►

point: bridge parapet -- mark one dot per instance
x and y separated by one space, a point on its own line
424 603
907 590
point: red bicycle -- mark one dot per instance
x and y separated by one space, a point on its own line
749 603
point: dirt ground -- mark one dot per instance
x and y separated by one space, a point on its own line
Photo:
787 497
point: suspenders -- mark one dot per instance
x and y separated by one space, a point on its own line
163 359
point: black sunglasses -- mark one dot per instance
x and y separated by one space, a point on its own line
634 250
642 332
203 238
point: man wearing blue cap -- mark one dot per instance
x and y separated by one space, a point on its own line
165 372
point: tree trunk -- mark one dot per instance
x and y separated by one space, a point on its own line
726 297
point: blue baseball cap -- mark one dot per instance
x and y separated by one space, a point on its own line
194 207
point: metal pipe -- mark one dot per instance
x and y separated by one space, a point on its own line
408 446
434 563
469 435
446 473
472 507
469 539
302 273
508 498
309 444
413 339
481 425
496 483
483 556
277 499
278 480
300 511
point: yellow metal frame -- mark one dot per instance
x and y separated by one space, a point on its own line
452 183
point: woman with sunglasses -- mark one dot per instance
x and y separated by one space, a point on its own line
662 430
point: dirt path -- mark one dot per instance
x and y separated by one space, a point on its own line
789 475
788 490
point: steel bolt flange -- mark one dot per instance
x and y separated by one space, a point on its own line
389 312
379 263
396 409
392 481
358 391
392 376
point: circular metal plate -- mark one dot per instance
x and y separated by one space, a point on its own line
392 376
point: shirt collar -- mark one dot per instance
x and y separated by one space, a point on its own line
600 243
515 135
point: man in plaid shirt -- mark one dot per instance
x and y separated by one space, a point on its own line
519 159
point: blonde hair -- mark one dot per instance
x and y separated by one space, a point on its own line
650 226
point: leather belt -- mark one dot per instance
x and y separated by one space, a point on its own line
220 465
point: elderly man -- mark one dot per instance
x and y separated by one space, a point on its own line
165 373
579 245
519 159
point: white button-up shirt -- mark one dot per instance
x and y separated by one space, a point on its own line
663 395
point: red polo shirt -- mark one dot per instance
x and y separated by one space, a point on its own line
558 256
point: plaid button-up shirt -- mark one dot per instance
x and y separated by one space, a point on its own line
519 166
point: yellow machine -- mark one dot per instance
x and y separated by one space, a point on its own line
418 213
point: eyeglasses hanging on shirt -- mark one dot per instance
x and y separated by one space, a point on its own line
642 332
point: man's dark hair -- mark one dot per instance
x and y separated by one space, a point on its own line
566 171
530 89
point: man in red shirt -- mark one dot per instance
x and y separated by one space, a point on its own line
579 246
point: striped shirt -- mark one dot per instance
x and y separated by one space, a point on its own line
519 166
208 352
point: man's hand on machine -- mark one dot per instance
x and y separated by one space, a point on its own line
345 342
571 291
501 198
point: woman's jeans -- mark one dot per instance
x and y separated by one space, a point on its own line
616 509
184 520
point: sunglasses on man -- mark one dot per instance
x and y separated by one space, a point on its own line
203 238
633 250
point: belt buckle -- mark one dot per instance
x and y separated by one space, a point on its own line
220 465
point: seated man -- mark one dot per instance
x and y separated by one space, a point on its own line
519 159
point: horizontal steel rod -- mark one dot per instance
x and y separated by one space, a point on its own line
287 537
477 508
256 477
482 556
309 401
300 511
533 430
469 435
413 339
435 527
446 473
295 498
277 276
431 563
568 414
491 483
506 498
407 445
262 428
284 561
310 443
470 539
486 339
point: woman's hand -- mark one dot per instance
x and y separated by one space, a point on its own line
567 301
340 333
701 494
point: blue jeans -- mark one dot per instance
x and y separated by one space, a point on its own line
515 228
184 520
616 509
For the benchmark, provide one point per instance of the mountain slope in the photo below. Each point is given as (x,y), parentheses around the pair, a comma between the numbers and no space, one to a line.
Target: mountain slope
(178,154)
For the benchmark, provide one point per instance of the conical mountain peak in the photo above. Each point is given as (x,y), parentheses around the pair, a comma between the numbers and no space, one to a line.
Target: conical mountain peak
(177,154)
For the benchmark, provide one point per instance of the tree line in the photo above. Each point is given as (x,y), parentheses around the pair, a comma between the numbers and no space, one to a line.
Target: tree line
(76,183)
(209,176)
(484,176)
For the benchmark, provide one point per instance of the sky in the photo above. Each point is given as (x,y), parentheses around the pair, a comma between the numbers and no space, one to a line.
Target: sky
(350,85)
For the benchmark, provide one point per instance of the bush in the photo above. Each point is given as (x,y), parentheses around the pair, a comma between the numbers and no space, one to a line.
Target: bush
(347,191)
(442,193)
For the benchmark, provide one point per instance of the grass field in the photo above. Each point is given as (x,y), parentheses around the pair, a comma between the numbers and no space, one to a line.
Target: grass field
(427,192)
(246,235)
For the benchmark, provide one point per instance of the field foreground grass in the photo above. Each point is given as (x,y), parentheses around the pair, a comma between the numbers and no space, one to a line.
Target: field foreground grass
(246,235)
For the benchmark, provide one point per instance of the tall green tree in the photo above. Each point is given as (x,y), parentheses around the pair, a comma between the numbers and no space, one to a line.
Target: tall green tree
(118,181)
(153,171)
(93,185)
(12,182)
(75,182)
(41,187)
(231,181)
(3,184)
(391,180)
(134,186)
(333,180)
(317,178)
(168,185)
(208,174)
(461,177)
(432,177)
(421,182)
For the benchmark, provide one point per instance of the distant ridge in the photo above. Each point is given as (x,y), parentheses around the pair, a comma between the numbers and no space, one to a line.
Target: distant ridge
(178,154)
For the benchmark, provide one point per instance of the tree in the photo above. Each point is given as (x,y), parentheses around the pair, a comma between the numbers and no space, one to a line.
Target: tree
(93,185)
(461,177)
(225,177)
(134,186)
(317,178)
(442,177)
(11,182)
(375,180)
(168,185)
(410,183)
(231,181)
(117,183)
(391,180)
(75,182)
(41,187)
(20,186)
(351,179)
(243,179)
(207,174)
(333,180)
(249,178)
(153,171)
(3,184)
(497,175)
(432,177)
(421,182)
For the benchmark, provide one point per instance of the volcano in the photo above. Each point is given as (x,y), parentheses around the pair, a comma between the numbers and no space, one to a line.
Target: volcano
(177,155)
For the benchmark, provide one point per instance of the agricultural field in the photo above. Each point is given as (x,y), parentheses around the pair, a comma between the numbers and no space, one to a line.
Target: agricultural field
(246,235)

◄

Render the material above as a Markdown table with two columns, Row and Line. Put each non-blank line in its own row, numbered in order.

| Row | Line |
|---|---|
| 1 | point: bridge parapet -- mark one dot per instance |
| 2 | x and y separated by one space, a point on its own line |
| 3 | 424 603 |
| 4 | 907 590 |
| 5 | point: red bicycle -- mark one dot per instance |
| 6 | x and y separated by one space, a point on its own line |
| 7 | 749 603 |
| 8 | point: dirt ground -- mark one dot per instance |
| 9 | x and y separated by one space, a point on its own line |
| 10 | Photo: |
| 11 | 787 497 |
| 12 | point: suspenders -- mark one dot per instance |
| 13 | x and y separated by one space, a point on its own line |
| 14 | 163 359 |
| 15 | point: black sunglasses -- mark one dot per instance |
| 16 | x and y separated by one space, a point on its own line |
| 17 | 634 250 |
| 18 | 642 332 |
| 19 | 203 238 |
| 20 | point: man wearing blue cap -- mark one dot per instance |
| 21 | x and y separated by one space, a point on its own line |
| 22 | 165 372 |
| 23 | point: tree trunk -- mark one dot per instance |
| 24 | x and y separated by one space, a point on its own line |
| 25 | 726 297 |
| 26 | point: blue baseball cap -- mark one dot per instance |
| 27 | x and y separated by one space, a point on its own line |
| 28 | 194 207 |
| 29 | point: metal pipe -- mark one dot per instance |
| 30 | x and y separated by one space, a point on its own line |
| 31 | 408 446 |
| 32 | 434 563 |
| 33 | 469 435 |
| 34 | 446 473 |
| 35 | 472 507 |
| 36 | 469 539 |
| 37 | 302 273 |
| 38 | 508 498 |
| 39 | 309 444 |
| 40 | 413 339 |
| 41 | 481 425 |
| 42 | 496 483 |
| 43 | 483 556 |
| 44 | 277 499 |
| 45 | 278 480 |
| 46 | 300 511 |
| 47 | point: yellow metal frame -- mark one dot per instance |
| 48 | x and y separated by one space, a point on its own line |
| 49 | 452 183 |
| 50 | point: woman with sunglasses -- mark one dot per instance |
| 51 | x and y separated by one space, a point on its own line |
| 52 | 662 430 |
| 53 | point: dirt path -- mark one dot per instance |
| 54 | x and y separated by one space, a point on its own line |
| 55 | 789 475 |
| 56 | 788 490 |
| 57 | point: steel bolt flange -- mark one dot per instance |
| 58 | x and y separated by one space, a point on its own line |
| 59 | 389 312 |
| 60 | 379 263 |
| 61 | 396 409 |
| 62 | 392 481 |
| 63 | 358 391 |
| 64 | 392 376 |
| 65 | point: circular metal plate -- mark one dot per instance |
| 66 | x and y separated by one space, a point on its own line |
| 67 | 392 376 |
| 68 | point: shirt collar -- mark one dot per instance |
| 69 | x and y separated by one space, a point on its own line |
| 70 | 600 243 |
| 71 | 515 135 |
| 72 | point: man in plaid shirt -- mark one dot per instance |
| 73 | x and y separated by one space, a point on its own line |
| 74 | 519 159 |
| 75 | point: blonde hair -- mark one dot per instance |
| 76 | x and y separated by one space, a point on its own line |
| 77 | 650 226 |
| 78 | point: leather belt -- mark one dot per instance |
| 79 | x and y separated by one space, a point on its own line |
| 80 | 220 465 |
| 81 | point: elderly man -- mark one dot per instance |
| 82 | x and y separated by one space, a point on its own line |
| 83 | 165 373 |
| 84 | 579 245 |
| 85 | 519 159 |
| 86 | point: white button-up shirt -- mark one dot per instance |
| 87 | x and y separated by one space, a point on its own line |
| 88 | 663 395 |
| 89 | point: red polo shirt -- mark one dot per instance |
| 90 | x and y separated by one space, a point on its own line |
| 91 | 558 256 |
| 92 | point: plaid button-up shirt -- mark one dot per instance |
| 93 | x and y separated by one space, a point on its own line |
| 94 | 519 166 |
| 95 | point: yellow machine -- mark one dot per instance |
| 96 | x and y separated by one space, a point on its own line |
| 97 | 418 213 |
| 98 | point: eyeglasses hanging on shirt -- mark one dot per instance |
| 99 | x and y separated by one space, a point on its own line |
| 100 | 642 332 |
| 101 | point: man's dark hair -- mark one dot per instance |
| 102 | x and y separated by one space, a point on its own line |
| 103 | 566 171 |
| 104 | 530 89 |
| 105 | point: man in red shirt -- mark one dot per instance |
| 106 | x and y separated by one space, a point on its own line |
| 107 | 579 246 |
| 108 | point: striped shirt -- mark one dot per instance |
| 109 | x and y separated by one space, a point on its own line |
| 110 | 519 166 |
| 111 | 208 352 |
| 112 | point: man's hand on machine -- mark one dot per instance |
| 113 | x and y separated by one space, a point on its own line |
| 114 | 345 342 |
| 115 | 571 291 |
| 116 | 501 198 |
| 117 | point: woman's jeans -- mark one dot per instance |
| 118 | x and y separated by one space, a point on its own line |
| 119 | 616 509 |
| 120 | 184 520 |
| 121 | point: sunglasses on man -- mark one dot per instance |
| 122 | x and y separated by one space, a point on its own line |
| 123 | 203 238 |
| 124 | 633 250 |
| 125 | point: belt buckle -- mark one dot per instance |
| 126 | x and y separated by one space, a point on its own line |
| 127 | 220 465 |
| 128 | point: seated man -- mark one dot per instance |
| 129 | x and y separated by one space, a point on its own line |
| 130 | 519 159 |
| 131 | point: horizontal steel rod -- mark one dot per instance |
| 132 | x and y separated by one space, a point on its own line |
| 133 | 287 537 |
| 134 | 477 508 |
| 135 | 256 477 |
| 136 | 482 556 |
| 137 | 309 401 |
| 138 | 300 511 |
| 139 | 533 430 |
| 140 | 469 435 |
| 141 | 413 339 |
| 142 | 435 527 |
| 143 | 446 473 |
| 144 | 295 498 |
| 145 | 277 276 |
| 146 | 431 563 |
| 147 | 568 414 |
| 148 | 491 483 |
| 149 | 506 498 |
| 150 | 407 445 |
| 151 | 262 428 |
| 152 | 284 561 |
| 153 | 310 443 |
| 154 | 470 539 |
| 155 | 486 339 |
| 156 | point: woman's hand -- mark one dot per instance |
| 157 | x and y separated by one space, a point on its own line |
| 158 | 567 301 |
| 159 | 340 333 |
| 160 | 701 494 |
| 161 | point: blue jeans -- mark one dot per instance |
| 162 | x and y separated by one space, a point on its own line |
| 163 | 515 228 |
| 164 | 184 520 |
| 165 | 616 509 |
| 166 | For the benchmark, provide one point per instance of the mountain slope in the photo below. Each point is given as (x,y), parentheses around the pair, a comma between the numbers and no space, one to a line. |
| 167 | Target: mountain slope |
| 168 | (178,154) |
| 169 | For the benchmark, provide one point per instance of the conical mountain peak in the photo above. Each point is given as (x,y), parentheses around the pair, a comma between the numbers and no space, one to a line. |
| 170 | Target: conical mountain peak |
| 171 | (177,154) |
| 172 | For the benchmark, provide one point per instance of the tree line in the photo above. Each point is given as (x,y), parentheses around the pair, a comma between the numbers and no space, one to a line. |
| 173 | Target: tree line |
| 174 | (76,183) |
| 175 | (209,176) |
| 176 | (484,176) |
| 177 | For the benchmark, provide one point per instance of the sky in the photo above. Each point is given as (x,y), parentheses around the pair, a comma between the numbers and no space, one to a line. |
| 178 | Target: sky |
| 179 | (350,85) |
| 180 | For the benchmark, provide one point per instance of the bush in the photo above. Each point is given as (x,y), parentheses around the pair, a comma between the numbers and no space, one to a line. |
| 181 | Target: bush |
| 182 | (347,191) |
| 183 | (442,193) |
| 184 | For the benchmark, provide one point per instance of the grass field in the photo above. Each point is given as (x,y), parentheses around the pair, a comma between the numbers and no space, one to a line. |
| 185 | Target: grass field |
| 186 | (427,192) |
| 187 | (246,235) |
| 188 | For the benchmark, provide one point per instance of the field foreground grass in the photo above. Each point is given as (x,y), parentheses around the pair, a comma between the numbers and no space, one to a line. |
| 189 | Target: field foreground grass |
| 190 | (246,235) |
| 191 | For the benchmark, provide one point per instance of the tall green tree in the photo above. Each point is given as (x,y), parentheses around the pair, a comma between the numbers and no space, one to a line. |
| 192 | Target: tall green tree |
| 193 | (118,181) |
| 194 | (153,171) |
| 195 | (93,185) |
| 196 | (12,182) |
| 197 | (75,182) |
| 198 | (41,187) |
| 199 | (231,181) |
| 200 | (3,184) |
| 201 | (391,180) |
| 202 | (134,186) |
| 203 | (333,180) |
| 204 | (317,178) |
| 205 | (168,185) |
| 206 | (208,174) |
| 207 | (461,177) |
| 208 | (432,177) |
| 209 | (421,182) |
| 210 | For the benchmark, provide one point per instance of the distant ridge in the photo above. Each point is given as (x,y), parentheses around the pair, a comma between the numbers and no space, one to a line. |
| 211 | Target: distant ridge |
| 212 | (178,154) |
| 213 | For the benchmark, provide one point per instance of the tree in the photo above. Each point is given as (x,y), parentheses around the pair, a comma between the numbers and no space, one to a line. |
| 214 | Target: tree |
| 215 | (93,185) |
| 216 | (461,177) |
| 217 | (225,177) |
| 218 | (134,186) |
| 219 | (317,178) |
| 220 | (442,177) |
| 221 | (11,182) |
| 222 | (375,180) |
| 223 | (168,185) |
| 224 | (410,183) |
| 225 | (231,181) |
| 226 | (117,183) |
| 227 | (391,180) |
| 228 | (75,182) |
| 229 | (41,187) |
| 230 | (20,186) |
| 231 | (351,179) |
| 232 | (243,179) |
| 233 | (207,174) |
| 234 | (333,180) |
| 235 | (249,178) |
| 236 | (153,171) |
| 237 | (3,184) |
| 238 | (497,175) |
| 239 | (432,177) |
| 240 | (421,182) |
| 241 | For the benchmark, provide one point per instance of the volcano in the photo above. Each point is given as (x,y), parentheses around the pair, a comma between the numbers and no space, one to a line. |
| 242 | Target: volcano |
| 243 | (177,155) |
| 244 | For the benchmark, provide one point per instance of the agricultural field in the photo above. Each point is given as (x,y), parentheses around the pair, a comma between the numbers and no space, one to a line. |
| 245 | Target: agricultural field |
| 246 | (246,235) |